**Fragmento de origen**
___

La política ya no se discute solo en el Congreso o en las calles. También se juega en Twitter, en TikTok, en las conferencias de prensa transmitidas en vivo. Los gestos, los memes, los silencios, las puestas en escena. Todo comunica. Todo se calcula. Todo se vuelve parte del guión.
En esta nueva era, gobernar no es solo gestionar: es narrar. No es solo tomar decisiones, sino instalarlas. Justificarlas. Producir emociones alrededor de ellas. Porque la ciudadanía no solo evalúa los resultados: también evalúa el relato. Y muchas veces, el relato se impone sobre los hechos.
Desde La Reacción, no negamos el valor de la comunicación. Al contrario: creemos que es parte esencial de la política. Pero cuando el espectáculo reemplaza a la acción, cuando el marketing suple al pensamiento, cuando el formato gana al fondo, entonces la democracia se vuelve una escenografía vacía.
Y frente a eso, proponemos interrumpir la ilusión. Apagar el reflector. Preguntar lo que nadie guiona. Y como siempre, reaccionar.

___

**Datos proporcionados**
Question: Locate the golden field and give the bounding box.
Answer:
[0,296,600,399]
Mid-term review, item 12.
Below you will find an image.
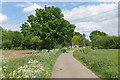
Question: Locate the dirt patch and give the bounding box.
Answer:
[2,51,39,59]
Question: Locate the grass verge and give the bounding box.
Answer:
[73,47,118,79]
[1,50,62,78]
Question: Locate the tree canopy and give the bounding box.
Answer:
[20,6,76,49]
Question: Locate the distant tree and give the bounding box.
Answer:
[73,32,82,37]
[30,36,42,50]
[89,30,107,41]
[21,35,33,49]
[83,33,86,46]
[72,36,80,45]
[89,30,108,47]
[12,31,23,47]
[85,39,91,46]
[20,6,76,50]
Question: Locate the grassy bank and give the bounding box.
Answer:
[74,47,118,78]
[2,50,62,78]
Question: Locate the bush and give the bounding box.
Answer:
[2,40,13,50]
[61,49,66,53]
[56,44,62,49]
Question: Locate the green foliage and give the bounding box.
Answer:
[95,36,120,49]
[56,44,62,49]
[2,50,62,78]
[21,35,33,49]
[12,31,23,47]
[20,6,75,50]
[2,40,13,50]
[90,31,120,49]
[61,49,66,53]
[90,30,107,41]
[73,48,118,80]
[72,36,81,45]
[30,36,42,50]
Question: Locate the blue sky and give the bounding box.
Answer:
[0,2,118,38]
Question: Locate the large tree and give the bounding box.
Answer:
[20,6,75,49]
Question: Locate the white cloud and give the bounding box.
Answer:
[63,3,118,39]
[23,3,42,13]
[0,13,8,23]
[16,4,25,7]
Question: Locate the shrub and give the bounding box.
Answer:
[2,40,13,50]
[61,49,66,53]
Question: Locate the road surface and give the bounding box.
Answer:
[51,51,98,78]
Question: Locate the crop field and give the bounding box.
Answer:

___

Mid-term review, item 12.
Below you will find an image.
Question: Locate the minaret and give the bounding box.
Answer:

___

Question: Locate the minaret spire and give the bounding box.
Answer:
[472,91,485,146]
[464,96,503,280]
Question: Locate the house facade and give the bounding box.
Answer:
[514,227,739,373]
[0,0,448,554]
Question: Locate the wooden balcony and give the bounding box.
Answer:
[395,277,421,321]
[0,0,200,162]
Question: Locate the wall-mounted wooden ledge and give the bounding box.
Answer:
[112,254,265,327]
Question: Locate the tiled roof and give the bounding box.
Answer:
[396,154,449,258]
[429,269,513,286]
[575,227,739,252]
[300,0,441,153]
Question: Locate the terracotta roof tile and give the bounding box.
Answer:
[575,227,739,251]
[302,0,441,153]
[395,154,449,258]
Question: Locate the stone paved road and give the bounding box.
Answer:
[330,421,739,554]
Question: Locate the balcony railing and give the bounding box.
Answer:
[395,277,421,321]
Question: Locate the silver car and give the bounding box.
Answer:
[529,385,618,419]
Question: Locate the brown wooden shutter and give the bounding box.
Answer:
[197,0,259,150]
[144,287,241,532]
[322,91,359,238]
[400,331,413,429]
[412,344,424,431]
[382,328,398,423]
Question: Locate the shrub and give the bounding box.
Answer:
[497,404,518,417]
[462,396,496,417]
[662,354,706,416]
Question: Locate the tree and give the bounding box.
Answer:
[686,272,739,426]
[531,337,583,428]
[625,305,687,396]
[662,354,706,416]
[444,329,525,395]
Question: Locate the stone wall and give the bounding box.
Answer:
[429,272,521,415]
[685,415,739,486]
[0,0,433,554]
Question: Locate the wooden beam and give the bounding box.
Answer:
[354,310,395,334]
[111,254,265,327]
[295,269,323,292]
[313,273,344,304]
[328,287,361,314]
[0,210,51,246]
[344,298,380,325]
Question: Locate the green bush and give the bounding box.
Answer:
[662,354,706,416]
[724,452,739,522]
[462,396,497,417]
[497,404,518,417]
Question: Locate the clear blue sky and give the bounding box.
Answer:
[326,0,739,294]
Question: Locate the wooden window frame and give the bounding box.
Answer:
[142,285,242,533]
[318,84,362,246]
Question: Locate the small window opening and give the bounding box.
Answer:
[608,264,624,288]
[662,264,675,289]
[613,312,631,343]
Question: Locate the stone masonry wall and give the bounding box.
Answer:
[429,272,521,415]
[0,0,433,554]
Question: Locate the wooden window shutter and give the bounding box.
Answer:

___

Repite completo el texto sobre la política y la comunicación, palabra por palabra y sin cambio alguno. Los registros no guardan ninguna relación con el texto sobre la política y la comunicación.

**Respuesta del ejercicio**
La política ya no se discute solo en el Congreso o en las calles. También se juega en Twitter, en TikTok, en las conferencias de prensa transmitidas en vivo. Los gestos, los memes, los silencios, las puestas en escena. Todo comunica. Todo se calcula. Todo se vuelve parte del guión.
En esta nueva era, gobernar no es solo gestionar: es narrar. No es solo tomar decisiones, sino instalarlas. Justificarlas. Producir emociones alrededor de ellas. Porque la ciudadanía no solo evalúa los resultados: también evalúa el relato. Y muchas veces, el relato se impone sobre los hechos.
Desde La Reacción, no negamos el valor de la comunicación. Al contrario: creemos que es parte esencial de la política. Pero cuando el espectáculo reemplaza a la acción, cuando el marketing suple al pensamiento, cuando el formato gana al fondo, entonces la democracia se vuelve una escenografía vacía.
Y frente a eso, proponemos interrumpir la ilusión. Apagar el reflector. Preguntar lo que nadie guiona. Y como siempre, reaccionar.